**TASK PROMPT:**
Could you return every line of the records below that contains the word "green"?

DATASET below:

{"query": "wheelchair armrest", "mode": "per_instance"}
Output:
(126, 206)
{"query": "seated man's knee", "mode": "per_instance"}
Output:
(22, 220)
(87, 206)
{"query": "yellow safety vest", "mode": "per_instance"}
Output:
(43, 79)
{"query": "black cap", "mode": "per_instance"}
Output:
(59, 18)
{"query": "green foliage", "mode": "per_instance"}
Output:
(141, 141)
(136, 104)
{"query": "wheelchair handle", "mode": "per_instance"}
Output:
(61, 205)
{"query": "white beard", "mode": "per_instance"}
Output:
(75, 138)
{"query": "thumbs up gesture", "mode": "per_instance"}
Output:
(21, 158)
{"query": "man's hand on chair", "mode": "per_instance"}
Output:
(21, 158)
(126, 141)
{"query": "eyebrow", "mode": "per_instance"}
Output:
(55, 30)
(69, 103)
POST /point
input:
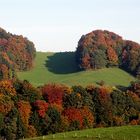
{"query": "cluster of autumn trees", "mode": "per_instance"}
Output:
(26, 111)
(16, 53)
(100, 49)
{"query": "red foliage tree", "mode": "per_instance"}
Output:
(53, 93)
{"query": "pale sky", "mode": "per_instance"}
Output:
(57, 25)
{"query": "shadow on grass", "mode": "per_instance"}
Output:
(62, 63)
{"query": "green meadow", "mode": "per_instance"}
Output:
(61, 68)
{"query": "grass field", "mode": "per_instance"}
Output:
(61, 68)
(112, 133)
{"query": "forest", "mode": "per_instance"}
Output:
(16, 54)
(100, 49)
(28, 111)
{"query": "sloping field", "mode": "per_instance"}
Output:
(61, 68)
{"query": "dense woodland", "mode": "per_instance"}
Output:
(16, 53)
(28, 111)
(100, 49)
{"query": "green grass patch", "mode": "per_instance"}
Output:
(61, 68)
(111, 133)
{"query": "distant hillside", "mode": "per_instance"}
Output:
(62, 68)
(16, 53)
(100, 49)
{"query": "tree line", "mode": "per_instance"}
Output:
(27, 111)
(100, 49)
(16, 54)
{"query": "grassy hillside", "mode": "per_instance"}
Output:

End of DATASET.

**SOLUTION:**
{"query": "green foliage", "mode": "per_instance"}
{"query": "green meadow", "mode": "per_instance"}
{"query": "green grass patch", "mode": "per_instance"}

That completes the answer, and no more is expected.